## GEGEVEN FRAGMENT
Hetgeen meer of anders is ten laste gelegd, is niet bewezen. De verdachte moet daarvan worden vrijgesproken.
Voor zover in de tenlastelegging taal- en/of schrijffouten voorkomen, zijn deze in de bewezenverklaring verbeterd. Blijkens het verhandelde ter terechtzitting is de verdachte daardoor niet geschaad in de verdediging.
Bewijsvoering
Het hof grondt zijn overtuiging dat de verdachte het bewezen verklaarde heeft begaan op de feiten en omstandigheden die in de bewijsmiddelen zijn vervat en die reden geven tot de bewezenverklaring.
In die gevallen waarin de wet aanvulling van het arrest vereist met de bewijsmiddelen dan wel, voor zover artikel 359, derde lid, tweede volzin, van het Wetboek van Strafvordering wordt toegepast, met een opgave daarvan, zal zulks plaatsvinden in een aanvulling die als bijlage aan dit arrest zal worden gehecht.
Strafbaarheid van het bewezen verklaarde
Het bewezen verklaarde levert op:
medeplichtigheid aan opzettelijk handelen in strijd met een in artikel 3 onder B van de Opiumwet gegeven verbod.

## Gegevens puntlokalisatie

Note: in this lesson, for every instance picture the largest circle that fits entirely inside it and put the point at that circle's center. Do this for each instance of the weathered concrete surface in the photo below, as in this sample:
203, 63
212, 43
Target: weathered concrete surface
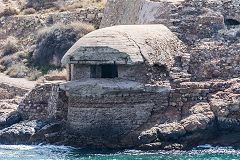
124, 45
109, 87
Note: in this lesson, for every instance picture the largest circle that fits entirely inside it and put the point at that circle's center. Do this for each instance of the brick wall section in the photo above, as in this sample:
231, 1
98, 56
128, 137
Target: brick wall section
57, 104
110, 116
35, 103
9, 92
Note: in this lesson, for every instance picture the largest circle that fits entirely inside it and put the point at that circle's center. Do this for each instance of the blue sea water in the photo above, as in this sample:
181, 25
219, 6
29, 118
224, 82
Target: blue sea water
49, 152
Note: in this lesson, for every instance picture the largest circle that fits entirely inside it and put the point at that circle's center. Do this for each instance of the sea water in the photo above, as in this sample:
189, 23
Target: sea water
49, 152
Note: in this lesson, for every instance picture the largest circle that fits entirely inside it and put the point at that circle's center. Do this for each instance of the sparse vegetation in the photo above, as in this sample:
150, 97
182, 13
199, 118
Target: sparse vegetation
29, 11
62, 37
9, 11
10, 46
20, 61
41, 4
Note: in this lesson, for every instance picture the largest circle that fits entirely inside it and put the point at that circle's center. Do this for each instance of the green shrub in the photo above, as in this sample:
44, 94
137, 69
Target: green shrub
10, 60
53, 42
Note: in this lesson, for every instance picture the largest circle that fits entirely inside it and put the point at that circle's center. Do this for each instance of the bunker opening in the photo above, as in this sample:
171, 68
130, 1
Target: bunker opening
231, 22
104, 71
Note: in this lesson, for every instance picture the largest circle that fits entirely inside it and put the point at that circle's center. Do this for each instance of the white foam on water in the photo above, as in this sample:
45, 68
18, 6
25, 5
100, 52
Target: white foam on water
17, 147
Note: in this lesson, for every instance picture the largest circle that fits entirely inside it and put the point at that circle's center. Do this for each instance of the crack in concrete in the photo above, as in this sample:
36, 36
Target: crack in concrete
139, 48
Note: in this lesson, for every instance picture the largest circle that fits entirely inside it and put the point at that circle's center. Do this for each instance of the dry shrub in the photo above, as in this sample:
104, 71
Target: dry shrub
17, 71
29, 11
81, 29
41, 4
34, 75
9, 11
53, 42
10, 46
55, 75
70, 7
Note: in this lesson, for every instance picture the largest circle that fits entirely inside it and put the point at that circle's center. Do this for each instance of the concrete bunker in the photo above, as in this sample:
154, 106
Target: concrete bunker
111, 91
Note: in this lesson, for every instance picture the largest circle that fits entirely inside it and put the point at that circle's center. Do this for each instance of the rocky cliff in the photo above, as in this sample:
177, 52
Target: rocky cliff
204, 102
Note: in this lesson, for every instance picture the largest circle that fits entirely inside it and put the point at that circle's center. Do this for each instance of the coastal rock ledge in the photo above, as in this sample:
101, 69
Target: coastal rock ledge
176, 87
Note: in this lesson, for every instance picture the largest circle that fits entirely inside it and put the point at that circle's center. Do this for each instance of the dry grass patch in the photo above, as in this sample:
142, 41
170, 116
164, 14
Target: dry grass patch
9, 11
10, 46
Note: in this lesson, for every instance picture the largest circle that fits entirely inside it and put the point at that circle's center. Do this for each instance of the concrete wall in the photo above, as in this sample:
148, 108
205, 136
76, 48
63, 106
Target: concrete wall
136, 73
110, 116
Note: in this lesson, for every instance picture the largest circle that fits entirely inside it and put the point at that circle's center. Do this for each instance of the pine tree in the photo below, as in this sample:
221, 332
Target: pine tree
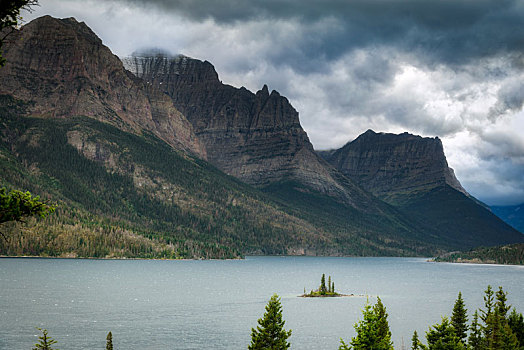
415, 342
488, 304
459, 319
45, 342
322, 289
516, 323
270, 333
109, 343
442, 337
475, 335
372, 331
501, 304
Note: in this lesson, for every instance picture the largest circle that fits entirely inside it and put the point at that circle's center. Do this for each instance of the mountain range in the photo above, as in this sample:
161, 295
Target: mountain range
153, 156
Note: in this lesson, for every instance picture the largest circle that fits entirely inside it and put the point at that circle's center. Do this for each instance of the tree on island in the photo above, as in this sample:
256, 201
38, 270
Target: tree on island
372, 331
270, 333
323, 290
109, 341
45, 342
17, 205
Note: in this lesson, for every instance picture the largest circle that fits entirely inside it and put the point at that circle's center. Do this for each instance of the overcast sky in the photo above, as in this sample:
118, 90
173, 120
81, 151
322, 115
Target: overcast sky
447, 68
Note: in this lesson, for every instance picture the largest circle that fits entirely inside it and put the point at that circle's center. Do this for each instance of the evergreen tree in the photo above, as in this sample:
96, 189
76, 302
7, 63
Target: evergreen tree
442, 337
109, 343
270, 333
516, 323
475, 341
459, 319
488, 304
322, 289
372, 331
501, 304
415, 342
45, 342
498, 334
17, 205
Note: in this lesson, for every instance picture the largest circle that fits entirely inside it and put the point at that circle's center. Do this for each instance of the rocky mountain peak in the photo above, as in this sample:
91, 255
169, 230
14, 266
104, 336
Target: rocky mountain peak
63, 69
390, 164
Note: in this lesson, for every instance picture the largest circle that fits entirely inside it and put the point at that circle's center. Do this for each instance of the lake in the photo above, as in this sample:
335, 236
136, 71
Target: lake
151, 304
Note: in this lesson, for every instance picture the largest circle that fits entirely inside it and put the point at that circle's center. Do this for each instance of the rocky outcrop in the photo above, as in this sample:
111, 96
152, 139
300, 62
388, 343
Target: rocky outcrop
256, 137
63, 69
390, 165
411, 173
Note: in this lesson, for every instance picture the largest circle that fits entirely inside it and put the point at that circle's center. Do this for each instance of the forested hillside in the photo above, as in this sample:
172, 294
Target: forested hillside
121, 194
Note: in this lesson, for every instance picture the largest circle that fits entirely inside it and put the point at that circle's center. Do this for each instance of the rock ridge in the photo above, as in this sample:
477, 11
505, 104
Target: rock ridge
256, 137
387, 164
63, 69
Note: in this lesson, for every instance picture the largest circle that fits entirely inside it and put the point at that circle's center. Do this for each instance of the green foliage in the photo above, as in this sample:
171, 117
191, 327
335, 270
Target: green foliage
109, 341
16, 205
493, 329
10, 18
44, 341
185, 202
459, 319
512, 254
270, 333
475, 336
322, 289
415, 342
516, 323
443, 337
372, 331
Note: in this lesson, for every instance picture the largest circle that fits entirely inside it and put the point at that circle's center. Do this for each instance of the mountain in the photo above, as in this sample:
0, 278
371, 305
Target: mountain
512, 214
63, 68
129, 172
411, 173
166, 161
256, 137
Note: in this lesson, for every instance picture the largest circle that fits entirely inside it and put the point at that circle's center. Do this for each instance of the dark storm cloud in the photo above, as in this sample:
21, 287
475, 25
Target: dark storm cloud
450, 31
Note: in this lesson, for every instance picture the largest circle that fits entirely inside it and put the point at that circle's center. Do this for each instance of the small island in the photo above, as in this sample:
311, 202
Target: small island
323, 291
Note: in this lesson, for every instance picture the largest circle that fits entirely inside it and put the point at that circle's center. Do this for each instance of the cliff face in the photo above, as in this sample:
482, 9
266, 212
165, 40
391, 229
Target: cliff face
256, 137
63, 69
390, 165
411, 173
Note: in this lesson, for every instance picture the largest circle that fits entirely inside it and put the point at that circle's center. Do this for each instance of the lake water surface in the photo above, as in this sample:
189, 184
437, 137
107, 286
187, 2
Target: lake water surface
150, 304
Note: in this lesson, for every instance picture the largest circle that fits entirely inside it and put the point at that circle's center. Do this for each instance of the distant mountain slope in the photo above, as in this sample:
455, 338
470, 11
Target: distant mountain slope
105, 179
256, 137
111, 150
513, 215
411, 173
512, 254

==

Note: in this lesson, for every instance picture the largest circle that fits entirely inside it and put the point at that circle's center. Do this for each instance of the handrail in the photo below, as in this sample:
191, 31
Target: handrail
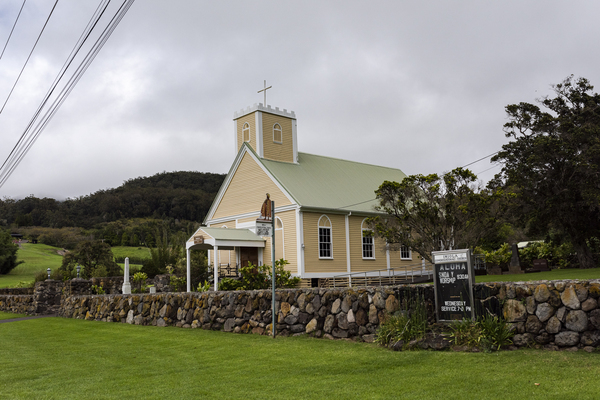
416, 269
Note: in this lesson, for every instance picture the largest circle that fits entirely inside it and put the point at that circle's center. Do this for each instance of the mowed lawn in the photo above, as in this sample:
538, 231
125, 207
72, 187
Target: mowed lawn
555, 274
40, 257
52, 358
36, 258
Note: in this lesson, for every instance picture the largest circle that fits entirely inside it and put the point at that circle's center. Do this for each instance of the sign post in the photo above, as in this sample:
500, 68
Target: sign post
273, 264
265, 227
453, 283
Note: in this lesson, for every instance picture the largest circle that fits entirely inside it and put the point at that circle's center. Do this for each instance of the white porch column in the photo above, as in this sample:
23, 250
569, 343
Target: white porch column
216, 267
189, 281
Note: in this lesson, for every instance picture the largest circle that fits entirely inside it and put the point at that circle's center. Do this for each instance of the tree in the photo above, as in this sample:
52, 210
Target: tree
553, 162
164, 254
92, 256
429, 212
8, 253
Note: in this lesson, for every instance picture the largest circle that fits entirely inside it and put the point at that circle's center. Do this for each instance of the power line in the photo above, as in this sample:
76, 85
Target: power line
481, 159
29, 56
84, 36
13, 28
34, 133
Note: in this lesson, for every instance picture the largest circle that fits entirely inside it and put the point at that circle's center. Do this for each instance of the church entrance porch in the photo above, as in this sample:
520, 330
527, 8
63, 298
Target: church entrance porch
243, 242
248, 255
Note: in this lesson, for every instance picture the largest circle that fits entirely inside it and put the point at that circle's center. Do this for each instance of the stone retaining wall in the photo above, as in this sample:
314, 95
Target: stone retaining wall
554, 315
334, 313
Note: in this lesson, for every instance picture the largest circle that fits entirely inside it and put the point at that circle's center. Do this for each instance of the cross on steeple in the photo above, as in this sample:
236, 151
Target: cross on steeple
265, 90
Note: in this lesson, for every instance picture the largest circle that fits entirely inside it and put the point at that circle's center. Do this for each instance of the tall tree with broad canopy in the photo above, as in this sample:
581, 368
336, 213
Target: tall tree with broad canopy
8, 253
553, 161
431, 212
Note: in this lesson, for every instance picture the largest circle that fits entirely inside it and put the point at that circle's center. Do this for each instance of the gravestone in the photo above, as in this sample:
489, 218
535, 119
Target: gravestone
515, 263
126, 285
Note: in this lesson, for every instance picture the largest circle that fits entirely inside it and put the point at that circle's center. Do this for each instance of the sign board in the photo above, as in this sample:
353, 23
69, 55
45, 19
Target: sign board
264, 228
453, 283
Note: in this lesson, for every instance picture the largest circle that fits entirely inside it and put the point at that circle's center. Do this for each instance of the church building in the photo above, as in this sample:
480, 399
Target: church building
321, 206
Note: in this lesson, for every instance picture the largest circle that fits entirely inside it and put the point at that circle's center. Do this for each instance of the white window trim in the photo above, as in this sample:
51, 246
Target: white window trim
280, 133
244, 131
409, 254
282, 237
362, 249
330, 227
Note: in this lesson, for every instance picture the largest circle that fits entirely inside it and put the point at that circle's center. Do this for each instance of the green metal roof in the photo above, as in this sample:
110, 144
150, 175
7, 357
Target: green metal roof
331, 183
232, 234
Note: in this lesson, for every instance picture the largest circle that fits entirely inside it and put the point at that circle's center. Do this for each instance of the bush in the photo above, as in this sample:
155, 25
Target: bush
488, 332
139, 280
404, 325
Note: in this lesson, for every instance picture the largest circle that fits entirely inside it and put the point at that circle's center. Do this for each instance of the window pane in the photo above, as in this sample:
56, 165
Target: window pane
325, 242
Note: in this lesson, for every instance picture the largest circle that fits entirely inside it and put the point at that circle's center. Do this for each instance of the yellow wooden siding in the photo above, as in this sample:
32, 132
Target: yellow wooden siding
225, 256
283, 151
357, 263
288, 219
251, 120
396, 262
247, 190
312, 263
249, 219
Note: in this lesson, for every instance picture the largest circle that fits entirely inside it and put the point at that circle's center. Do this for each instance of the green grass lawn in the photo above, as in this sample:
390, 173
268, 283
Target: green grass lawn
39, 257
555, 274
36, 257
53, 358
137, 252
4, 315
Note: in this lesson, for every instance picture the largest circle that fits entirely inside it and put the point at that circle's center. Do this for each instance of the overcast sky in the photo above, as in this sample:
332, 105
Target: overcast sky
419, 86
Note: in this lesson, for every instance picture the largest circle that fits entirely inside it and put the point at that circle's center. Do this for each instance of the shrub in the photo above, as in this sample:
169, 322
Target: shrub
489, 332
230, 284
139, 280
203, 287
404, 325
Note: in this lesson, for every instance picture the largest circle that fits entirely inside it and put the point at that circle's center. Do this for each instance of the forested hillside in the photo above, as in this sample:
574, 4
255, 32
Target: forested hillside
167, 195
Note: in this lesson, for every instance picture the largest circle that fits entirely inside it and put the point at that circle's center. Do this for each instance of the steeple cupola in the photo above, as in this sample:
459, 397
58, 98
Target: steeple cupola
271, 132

==

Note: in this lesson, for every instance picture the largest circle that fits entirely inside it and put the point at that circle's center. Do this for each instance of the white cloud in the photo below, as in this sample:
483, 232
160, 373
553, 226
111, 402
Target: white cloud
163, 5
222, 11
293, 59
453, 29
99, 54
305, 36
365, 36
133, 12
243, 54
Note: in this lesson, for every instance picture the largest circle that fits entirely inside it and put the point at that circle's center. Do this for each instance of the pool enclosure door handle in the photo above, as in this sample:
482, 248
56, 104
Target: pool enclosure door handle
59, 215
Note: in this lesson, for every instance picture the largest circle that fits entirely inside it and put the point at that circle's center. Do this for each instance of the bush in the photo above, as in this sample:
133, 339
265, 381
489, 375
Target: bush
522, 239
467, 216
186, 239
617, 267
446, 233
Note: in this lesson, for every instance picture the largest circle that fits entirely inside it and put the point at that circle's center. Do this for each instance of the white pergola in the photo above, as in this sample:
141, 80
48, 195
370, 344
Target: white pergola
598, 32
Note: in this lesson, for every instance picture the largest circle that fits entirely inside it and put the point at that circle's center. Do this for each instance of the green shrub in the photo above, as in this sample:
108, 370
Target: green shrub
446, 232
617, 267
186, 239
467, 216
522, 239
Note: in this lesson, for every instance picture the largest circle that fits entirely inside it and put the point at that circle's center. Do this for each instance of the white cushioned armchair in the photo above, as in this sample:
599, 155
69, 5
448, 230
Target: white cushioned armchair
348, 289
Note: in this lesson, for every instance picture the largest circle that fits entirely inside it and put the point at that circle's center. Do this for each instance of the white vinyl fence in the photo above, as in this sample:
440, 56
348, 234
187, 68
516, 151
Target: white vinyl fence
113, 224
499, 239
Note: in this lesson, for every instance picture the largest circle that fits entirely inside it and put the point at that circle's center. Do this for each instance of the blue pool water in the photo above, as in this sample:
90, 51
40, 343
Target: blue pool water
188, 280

## OPDRACHTEN
1: Neem uit het fragment letterlijk de tekst over, beginnend bij "Bewijsvoering" en eindigend bij "zal worden gehecht.".
2: Beantwoord alstublieft de volgende vragen aan de hand van het fragment.
(a) Wat gebeurt er met de verdachte voor wat meer of anders ten laste is gelegd?
(b) Waar zijn de taal- en/of schrijffouten uit de tenlastelegging verbeterd?
(c) Welk artikel van de Opiumwet wordt genoemd?

## UITWERKINGEN
1:
Bewijsvoering
Het hof grondt zijn overtuiging dat de verdachte het bewezen verklaarde heeft begaan op de feiten en omstandigheden die in de bewijsmiddelen zijn vervat en die reden geven tot de bewezenverklaring.
In die gevallen waarin de wet aanvulling van het arrest vereist met de bewijsmiddelen dan wel, voor zover artikel 359, derde lid, tweede volzin, van het Wetboek van Strafvordering wordt toegepast, met een opgave daarvan, zal zulks plaatsvinden in een aanvulling die als bijlage aan dit arrest zal worden gehecht.

2:
(a) De verdachte moet daarvan worden vrijgesproken.
(b) In de bewezenverklaring.
(c) Artikel 3 onder B.